## Short problem:
Carry on the Peace Corps volunteer's reflection below, starting after its final sentence.

## Text provided:
-- START --

I have a community that believes in me. My teachers, principals, and learners believe that I have good ideas, proper execution, and am capable of the work in front of me. I have a loving host family that enjoys my company and begs to play with me, is delighted when I watch television with them, and serves me food when they spend time with me. I can sit around complaining, but the reality is that I get more credit than I can begin to realize. I live and work in a community that is at the heart of the Aids epidemic, in the most populated province in the world, and walk around clean. I get proposed to, not raped like the girls in my community. I hear of funerals on a daily basis, none of them are my loved ones. The Peace Corps Volunteer mid-service slump highlights my frustrations but I still count my blessings.

-- END --

## Information shown:
-- START --

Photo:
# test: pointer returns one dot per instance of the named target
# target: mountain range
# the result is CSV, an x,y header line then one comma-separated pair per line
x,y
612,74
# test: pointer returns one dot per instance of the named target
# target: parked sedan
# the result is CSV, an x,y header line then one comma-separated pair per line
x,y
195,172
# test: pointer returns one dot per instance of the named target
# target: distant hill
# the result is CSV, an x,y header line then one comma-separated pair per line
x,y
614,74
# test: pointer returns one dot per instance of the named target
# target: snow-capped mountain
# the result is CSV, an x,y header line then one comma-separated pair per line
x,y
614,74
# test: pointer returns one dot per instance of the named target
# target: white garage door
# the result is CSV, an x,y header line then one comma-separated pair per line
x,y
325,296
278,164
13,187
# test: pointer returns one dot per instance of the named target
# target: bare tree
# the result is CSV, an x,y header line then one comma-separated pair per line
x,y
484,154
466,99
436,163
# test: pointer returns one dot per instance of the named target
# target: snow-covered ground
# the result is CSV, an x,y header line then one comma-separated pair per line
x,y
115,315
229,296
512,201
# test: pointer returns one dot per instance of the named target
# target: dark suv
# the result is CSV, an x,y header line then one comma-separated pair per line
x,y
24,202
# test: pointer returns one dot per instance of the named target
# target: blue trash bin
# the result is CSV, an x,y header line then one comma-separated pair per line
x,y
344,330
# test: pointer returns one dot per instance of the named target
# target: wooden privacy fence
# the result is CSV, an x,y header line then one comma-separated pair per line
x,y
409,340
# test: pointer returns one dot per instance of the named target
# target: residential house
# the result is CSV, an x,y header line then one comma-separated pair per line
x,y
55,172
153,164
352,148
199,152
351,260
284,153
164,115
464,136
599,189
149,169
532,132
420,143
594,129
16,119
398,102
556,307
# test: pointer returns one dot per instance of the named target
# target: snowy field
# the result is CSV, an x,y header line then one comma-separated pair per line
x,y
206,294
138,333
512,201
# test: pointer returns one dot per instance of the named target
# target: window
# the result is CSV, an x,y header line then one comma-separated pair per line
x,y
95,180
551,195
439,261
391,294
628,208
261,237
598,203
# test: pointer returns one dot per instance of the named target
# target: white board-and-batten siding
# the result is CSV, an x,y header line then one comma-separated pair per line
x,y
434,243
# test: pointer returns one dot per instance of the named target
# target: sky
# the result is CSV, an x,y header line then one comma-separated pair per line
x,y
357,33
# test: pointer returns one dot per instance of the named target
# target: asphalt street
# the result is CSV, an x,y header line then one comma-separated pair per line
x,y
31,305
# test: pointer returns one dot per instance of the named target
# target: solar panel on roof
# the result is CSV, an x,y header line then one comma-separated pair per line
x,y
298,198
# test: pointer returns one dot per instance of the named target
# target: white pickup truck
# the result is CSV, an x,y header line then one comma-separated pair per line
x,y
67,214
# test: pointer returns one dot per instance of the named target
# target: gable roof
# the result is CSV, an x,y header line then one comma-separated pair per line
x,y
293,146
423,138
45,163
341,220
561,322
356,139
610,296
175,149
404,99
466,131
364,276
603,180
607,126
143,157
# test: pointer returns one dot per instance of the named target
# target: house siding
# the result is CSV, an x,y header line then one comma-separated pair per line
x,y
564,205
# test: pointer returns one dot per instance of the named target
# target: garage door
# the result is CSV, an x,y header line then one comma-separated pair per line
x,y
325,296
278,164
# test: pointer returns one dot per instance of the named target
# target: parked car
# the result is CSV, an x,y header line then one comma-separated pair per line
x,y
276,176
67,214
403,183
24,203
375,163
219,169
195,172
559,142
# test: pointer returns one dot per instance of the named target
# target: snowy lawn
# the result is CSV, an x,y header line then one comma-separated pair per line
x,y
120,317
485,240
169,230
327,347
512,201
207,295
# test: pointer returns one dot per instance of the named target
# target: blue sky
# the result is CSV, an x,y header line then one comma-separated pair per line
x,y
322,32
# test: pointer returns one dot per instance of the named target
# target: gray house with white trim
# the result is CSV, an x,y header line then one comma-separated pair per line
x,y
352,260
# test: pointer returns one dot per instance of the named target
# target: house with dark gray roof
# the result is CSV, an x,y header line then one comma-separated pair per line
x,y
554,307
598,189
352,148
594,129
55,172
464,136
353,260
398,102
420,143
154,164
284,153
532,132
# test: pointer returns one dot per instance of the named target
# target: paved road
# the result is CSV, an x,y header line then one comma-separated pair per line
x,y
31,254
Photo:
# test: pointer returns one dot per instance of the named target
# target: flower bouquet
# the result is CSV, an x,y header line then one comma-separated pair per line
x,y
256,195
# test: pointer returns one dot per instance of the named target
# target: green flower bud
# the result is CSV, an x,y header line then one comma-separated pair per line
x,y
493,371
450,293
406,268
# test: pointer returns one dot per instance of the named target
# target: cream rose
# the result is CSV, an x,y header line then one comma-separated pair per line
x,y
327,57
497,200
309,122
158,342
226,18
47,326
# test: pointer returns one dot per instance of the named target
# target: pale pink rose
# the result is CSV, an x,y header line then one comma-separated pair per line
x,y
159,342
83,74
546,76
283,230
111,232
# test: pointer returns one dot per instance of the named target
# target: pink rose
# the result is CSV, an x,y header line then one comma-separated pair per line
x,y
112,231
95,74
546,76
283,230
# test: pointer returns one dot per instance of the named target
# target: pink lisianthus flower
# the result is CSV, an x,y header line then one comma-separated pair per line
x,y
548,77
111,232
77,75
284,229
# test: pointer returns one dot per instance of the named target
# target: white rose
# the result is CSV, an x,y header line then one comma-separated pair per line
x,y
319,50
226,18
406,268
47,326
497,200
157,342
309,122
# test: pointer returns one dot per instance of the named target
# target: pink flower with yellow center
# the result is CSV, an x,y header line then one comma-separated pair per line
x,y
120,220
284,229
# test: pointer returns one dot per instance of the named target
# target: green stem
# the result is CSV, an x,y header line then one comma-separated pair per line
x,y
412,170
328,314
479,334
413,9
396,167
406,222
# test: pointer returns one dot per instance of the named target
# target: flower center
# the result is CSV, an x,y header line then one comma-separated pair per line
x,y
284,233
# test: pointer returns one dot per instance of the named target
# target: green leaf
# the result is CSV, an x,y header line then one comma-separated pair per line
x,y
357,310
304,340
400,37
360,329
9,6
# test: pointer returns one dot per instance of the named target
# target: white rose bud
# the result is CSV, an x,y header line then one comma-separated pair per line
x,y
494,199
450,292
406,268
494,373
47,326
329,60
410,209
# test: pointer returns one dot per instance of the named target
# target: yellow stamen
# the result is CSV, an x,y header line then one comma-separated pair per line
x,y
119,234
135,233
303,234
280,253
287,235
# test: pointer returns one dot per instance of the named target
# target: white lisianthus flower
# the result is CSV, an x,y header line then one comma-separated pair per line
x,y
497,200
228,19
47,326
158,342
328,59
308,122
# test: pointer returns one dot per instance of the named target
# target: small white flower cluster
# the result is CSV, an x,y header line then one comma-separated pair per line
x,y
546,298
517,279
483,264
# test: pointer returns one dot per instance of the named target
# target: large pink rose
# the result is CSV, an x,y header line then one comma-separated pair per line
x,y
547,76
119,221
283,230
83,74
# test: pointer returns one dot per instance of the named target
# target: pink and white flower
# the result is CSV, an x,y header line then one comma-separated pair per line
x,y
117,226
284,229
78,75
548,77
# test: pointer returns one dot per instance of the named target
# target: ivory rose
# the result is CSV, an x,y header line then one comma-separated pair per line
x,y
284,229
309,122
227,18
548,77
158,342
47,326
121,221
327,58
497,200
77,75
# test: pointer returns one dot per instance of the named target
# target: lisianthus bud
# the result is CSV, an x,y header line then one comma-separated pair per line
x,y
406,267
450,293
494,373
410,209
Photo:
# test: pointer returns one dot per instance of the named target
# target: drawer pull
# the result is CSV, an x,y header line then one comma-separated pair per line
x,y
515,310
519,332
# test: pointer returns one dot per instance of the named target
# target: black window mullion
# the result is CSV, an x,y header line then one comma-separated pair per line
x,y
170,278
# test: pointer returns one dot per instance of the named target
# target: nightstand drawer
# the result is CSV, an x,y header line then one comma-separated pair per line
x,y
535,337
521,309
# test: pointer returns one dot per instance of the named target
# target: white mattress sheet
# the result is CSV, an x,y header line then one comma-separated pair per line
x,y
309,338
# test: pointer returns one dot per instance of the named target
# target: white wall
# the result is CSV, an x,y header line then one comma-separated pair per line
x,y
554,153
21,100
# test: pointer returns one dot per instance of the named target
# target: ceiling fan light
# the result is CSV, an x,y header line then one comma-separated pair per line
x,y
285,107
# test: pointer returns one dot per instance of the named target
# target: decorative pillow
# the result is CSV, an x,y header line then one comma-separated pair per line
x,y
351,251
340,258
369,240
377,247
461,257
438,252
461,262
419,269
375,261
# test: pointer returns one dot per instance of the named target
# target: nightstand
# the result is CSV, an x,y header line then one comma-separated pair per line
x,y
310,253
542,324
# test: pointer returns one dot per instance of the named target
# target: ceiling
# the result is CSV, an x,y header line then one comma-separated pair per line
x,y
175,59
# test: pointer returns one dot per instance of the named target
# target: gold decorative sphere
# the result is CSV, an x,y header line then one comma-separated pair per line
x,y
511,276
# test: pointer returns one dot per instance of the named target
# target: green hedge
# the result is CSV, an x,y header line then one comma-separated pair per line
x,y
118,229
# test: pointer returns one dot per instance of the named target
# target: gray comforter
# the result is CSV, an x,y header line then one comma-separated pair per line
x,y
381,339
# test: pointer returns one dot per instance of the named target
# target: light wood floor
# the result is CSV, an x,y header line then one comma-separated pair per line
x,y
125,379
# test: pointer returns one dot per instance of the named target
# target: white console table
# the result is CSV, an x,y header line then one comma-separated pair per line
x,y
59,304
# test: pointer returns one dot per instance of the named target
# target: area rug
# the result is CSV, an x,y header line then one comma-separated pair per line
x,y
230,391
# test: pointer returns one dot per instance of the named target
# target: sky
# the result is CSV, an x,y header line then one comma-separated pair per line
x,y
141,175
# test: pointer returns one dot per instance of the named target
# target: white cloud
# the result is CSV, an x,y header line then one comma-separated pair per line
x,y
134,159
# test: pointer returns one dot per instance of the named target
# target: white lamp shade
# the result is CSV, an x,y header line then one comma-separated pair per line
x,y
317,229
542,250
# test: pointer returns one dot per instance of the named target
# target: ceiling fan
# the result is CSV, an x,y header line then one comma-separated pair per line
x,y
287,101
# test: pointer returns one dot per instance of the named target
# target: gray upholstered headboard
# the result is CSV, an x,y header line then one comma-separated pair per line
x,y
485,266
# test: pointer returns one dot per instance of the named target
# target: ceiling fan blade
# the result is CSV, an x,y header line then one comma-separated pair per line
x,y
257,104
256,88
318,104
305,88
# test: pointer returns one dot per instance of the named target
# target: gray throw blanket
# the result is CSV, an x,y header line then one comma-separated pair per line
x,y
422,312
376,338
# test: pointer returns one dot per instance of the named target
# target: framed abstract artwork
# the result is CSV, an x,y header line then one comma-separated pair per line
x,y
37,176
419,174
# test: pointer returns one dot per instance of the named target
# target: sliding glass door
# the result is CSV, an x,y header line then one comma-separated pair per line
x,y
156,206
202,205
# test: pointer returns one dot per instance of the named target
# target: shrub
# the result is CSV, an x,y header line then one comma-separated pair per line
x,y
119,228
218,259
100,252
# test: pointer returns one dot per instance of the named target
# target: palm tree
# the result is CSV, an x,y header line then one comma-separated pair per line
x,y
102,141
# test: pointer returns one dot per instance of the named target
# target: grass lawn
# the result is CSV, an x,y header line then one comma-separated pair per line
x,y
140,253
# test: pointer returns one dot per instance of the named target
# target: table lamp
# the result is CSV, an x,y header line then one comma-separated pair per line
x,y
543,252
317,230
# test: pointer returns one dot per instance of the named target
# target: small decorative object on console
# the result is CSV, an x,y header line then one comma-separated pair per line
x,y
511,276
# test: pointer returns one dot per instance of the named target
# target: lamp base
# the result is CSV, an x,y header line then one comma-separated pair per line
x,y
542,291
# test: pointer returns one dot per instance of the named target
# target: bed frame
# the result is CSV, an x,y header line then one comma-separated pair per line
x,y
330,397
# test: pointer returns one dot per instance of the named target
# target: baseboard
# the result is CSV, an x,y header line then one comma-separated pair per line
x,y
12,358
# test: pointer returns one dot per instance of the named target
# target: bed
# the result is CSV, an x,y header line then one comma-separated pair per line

-- END --

## Right answer:
My Peace Corps supervisor visited today and asked me about my teaching in grade 12. I told her the truth: “Well, I don’t think Peace Corps would fully approve of the way that I ‘team teach.’ The teacher I work with usually assigns me the poems that she doesn’t understand, the learners do not understand, and the pieces she hasn’t covered because they are difficult. I take them home, prepare my strategy for how to introduce and dissect the literature and bring it back to school. I explain my strategy and we review the meaning and context of the poem and I usually teach without her in the room. I know this isn’t transferring skills because I am still doing so much of the work. We have a good relationship. We talk about everything and work alongside each other every day. It’s not so much about teaching –”

“Brilliant.” She cut me off, “Your relationship with this individual is what we want to see. The rest comes from there.” She continued to praise my work and informed me that district officials, who are usually unaware that Peace Corps Volunteers live in their communities, know me by name. “Katie," she said, "people talk about you and your name has reached its way back to me on numerous occasions. You are doing good work.”

I am the worst individual at writing a resume. I forget what I’ve done and don’t know how to put on a single piece of paper what I do. Most jobs judge a person on their performance, which just makes me nervous. When I focus on the performance aspect of my work as a volunteer, I find myself popping a Tylenol and needing a nap. I have been recognized among my community and school district because of my ability to connect with people. I believe that ironically, my lack of self dignity has welcomed in respect, trust, and genuine love from those around me.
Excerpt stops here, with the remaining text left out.